====== LISTED ENTRIES

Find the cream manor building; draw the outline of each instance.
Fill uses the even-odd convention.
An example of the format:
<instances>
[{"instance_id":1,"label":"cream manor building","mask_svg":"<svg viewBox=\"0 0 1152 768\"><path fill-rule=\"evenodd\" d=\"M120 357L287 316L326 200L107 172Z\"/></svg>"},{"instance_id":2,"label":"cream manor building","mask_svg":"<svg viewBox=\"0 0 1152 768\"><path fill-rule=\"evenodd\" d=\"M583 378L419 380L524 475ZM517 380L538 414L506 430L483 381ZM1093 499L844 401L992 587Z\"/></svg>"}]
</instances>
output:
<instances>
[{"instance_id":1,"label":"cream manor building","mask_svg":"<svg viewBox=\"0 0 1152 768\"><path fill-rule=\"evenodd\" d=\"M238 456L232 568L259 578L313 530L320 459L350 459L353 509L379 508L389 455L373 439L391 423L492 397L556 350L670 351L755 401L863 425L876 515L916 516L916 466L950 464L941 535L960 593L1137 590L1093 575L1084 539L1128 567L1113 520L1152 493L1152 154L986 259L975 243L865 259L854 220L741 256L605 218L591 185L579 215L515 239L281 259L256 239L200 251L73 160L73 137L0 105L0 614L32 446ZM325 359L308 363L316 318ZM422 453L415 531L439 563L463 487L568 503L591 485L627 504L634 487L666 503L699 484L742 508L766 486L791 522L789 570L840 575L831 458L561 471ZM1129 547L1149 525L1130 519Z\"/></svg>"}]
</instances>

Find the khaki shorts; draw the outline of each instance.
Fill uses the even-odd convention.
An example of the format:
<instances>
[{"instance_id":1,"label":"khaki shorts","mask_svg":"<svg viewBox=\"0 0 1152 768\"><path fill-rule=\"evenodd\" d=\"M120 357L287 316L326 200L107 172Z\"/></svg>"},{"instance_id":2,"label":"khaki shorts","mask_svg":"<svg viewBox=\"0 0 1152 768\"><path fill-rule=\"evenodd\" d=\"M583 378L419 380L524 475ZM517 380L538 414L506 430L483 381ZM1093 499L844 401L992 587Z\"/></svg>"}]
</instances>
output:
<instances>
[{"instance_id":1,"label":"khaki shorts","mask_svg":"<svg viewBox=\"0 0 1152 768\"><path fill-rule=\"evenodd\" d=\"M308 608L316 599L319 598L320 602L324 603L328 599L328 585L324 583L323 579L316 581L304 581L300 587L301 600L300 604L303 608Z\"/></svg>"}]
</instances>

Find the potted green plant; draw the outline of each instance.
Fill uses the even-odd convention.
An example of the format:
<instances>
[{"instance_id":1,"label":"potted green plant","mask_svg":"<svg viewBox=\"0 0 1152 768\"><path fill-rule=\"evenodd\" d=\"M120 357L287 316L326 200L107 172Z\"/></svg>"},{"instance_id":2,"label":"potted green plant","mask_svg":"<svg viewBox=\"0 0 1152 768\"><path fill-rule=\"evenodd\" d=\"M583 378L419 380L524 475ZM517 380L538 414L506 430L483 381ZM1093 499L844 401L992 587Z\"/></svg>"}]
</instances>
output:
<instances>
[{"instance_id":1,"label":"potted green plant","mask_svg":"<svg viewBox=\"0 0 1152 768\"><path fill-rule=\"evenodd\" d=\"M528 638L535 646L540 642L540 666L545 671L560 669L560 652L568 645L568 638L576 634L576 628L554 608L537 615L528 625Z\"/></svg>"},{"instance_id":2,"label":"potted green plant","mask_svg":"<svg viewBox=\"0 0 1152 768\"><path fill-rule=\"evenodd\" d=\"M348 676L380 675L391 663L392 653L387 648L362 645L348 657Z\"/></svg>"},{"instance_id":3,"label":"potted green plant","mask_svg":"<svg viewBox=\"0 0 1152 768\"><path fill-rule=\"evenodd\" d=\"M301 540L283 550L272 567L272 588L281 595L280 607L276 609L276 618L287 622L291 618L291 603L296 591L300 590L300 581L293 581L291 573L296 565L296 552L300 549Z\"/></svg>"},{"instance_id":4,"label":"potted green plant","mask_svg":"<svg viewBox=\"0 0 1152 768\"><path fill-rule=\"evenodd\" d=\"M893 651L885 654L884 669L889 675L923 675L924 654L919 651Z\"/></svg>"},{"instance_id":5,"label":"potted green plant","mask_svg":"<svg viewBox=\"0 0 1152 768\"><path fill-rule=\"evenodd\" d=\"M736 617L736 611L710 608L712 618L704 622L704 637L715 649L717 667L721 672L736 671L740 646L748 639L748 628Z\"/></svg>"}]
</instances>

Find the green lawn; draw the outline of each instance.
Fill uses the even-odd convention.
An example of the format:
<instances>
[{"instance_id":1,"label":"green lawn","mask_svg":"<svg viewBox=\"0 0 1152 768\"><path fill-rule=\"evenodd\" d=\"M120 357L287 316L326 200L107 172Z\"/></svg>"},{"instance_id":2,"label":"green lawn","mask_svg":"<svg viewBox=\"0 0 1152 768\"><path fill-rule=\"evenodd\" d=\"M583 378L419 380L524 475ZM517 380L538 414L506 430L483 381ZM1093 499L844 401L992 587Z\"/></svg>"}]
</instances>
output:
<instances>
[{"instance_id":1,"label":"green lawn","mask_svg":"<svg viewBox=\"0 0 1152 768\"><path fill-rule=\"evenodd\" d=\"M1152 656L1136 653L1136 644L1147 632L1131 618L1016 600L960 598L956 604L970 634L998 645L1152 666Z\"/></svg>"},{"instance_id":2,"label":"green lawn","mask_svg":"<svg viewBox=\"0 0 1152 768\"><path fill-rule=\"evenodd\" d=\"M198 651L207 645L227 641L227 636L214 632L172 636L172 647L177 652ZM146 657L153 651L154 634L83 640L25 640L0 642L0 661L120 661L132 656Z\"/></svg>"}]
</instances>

============

* WHAT YOU SHOULD DO
Copy all the lines, exactly.

* RESULT OF THE EXERCISE
Find the cream manor building; draw the outline of each instance.
Fill uses the even-odd convention.
An example of the format:
<instances>
[{"instance_id":1,"label":"cream manor building","mask_svg":"<svg viewBox=\"0 0 1152 768\"><path fill-rule=\"evenodd\" d=\"M120 357L287 316L326 200L107 172Z\"/></svg>"},{"instance_id":2,"label":"cream manor building","mask_svg":"<svg viewBox=\"0 0 1152 768\"><path fill-rule=\"evenodd\" d=\"M583 378L419 380L524 475ZM517 380L538 414L506 430L483 381ZM1093 499L844 401L992 587Z\"/></svg>"}]
</instances>
output:
<instances>
[{"instance_id":1,"label":"cream manor building","mask_svg":"<svg viewBox=\"0 0 1152 768\"><path fill-rule=\"evenodd\" d=\"M238 456L232 568L259 578L313 530L320 459L350 459L353 509L379 508L389 455L373 439L391 423L492 397L556 350L670 351L755 401L863 425L876 515L916 516L916 466L950 464L941 535L960 593L1137 590L1093 575L1084 539L1128 567L1113 520L1152 493L1152 154L986 259L975 243L865 259L854 220L741 256L605 218L591 185L579 215L515 239L281 259L256 239L200 251L73 160L73 137L0 105L0 614L32 446ZM325 359L308 363L316 318ZM422 453L415 531L439 563L463 487L568 503L591 485L627 504L634 487L666 503L699 484L742 508L766 486L791 522L789 570L840 575L831 458L561 471ZM1129 547L1149 525L1130 519Z\"/></svg>"}]
</instances>

Find the khaki shorts; draw the outline of each instance.
Fill uses the even-odd convention.
An example of the format:
<instances>
[{"instance_id":1,"label":"khaki shorts","mask_svg":"<svg viewBox=\"0 0 1152 768\"><path fill-rule=\"evenodd\" d=\"M120 357L287 316L326 200L107 172Z\"/></svg>"},{"instance_id":2,"label":"khaki shorts","mask_svg":"<svg viewBox=\"0 0 1152 768\"><path fill-rule=\"evenodd\" d=\"M583 378L419 380L524 475ZM517 380L538 414L506 430L483 381ZM1093 499L844 401L992 587Z\"/></svg>"}]
</instances>
output:
<instances>
[{"instance_id":1,"label":"khaki shorts","mask_svg":"<svg viewBox=\"0 0 1152 768\"><path fill-rule=\"evenodd\" d=\"M308 608L316 599L319 598L320 602L324 603L328 599L328 585L324 583L323 579L316 581L304 581L300 587L301 600L300 604L303 608Z\"/></svg>"}]
</instances>

Find the potted green plant; draw the outline of each instance.
Fill uses the even-odd convention.
An example of the format:
<instances>
[{"instance_id":1,"label":"potted green plant","mask_svg":"<svg viewBox=\"0 0 1152 768\"><path fill-rule=\"evenodd\" d=\"M120 357L287 316L326 200L107 172Z\"/></svg>"},{"instance_id":2,"label":"potted green plant","mask_svg":"<svg viewBox=\"0 0 1152 768\"><path fill-rule=\"evenodd\" d=\"M583 378L419 380L524 475ZM517 380L538 414L506 430L483 381ZM1093 499L844 401L992 587Z\"/></svg>"}]
</instances>
output:
<instances>
[{"instance_id":1,"label":"potted green plant","mask_svg":"<svg viewBox=\"0 0 1152 768\"><path fill-rule=\"evenodd\" d=\"M528 638L535 646L540 642L540 666L545 671L560 669L560 652L568 645L568 638L576 634L576 628L554 608L537 615L528 625Z\"/></svg>"},{"instance_id":2,"label":"potted green plant","mask_svg":"<svg viewBox=\"0 0 1152 768\"><path fill-rule=\"evenodd\" d=\"M348 676L380 675L391 663L392 653L387 648L362 645L348 657Z\"/></svg>"},{"instance_id":3,"label":"potted green plant","mask_svg":"<svg viewBox=\"0 0 1152 768\"><path fill-rule=\"evenodd\" d=\"M301 540L283 550L272 567L272 588L281 595L280 607L276 609L276 618L287 622L291 618L291 603L296 591L300 590L300 581L293 581L291 573L296 565L296 552L300 549Z\"/></svg>"},{"instance_id":4,"label":"potted green plant","mask_svg":"<svg viewBox=\"0 0 1152 768\"><path fill-rule=\"evenodd\" d=\"M893 651L885 654L884 669L889 675L923 675L924 654L919 651Z\"/></svg>"},{"instance_id":5,"label":"potted green plant","mask_svg":"<svg viewBox=\"0 0 1152 768\"><path fill-rule=\"evenodd\" d=\"M736 617L736 611L710 608L712 618L704 622L704 637L715 649L717 667L721 672L736 671L740 646L748 639L748 628Z\"/></svg>"}]
</instances>

Find the green lawn; draw the outline of each instance.
Fill uses the even-odd convention.
An example of the format:
<instances>
[{"instance_id":1,"label":"green lawn","mask_svg":"<svg viewBox=\"0 0 1152 768\"><path fill-rule=\"evenodd\" d=\"M120 357L287 316L326 200L107 172Z\"/></svg>"},{"instance_id":2,"label":"green lawn","mask_svg":"<svg viewBox=\"0 0 1152 768\"><path fill-rule=\"evenodd\" d=\"M583 378L419 380L524 475ZM517 380L538 414L506 430L483 381ZM1093 499L844 401L992 587Z\"/></svg>"}]
</instances>
output:
<instances>
[{"instance_id":1,"label":"green lawn","mask_svg":"<svg viewBox=\"0 0 1152 768\"><path fill-rule=\"evenodd\" d=\"M1152 656L1136 653L1136 644L1147 632L1131 618L1016 600L960 598L956 604L970 634L998 645L1152 666Z\"/></svg>"},{"instance_id":2,"label":"green lawn","mask_svg":"<svg viewBox=\"0 0 1152 768\"><path fill-rule=\"evenodd\" d=\"M198 651L207 645L227 641L227 636L214 632L172 636L172 647L177 652ZM146 657L153 651L154 634L83 640L25 640L0 642L0 661L120 661L132 656Z\"/></svg>"}]
</instances>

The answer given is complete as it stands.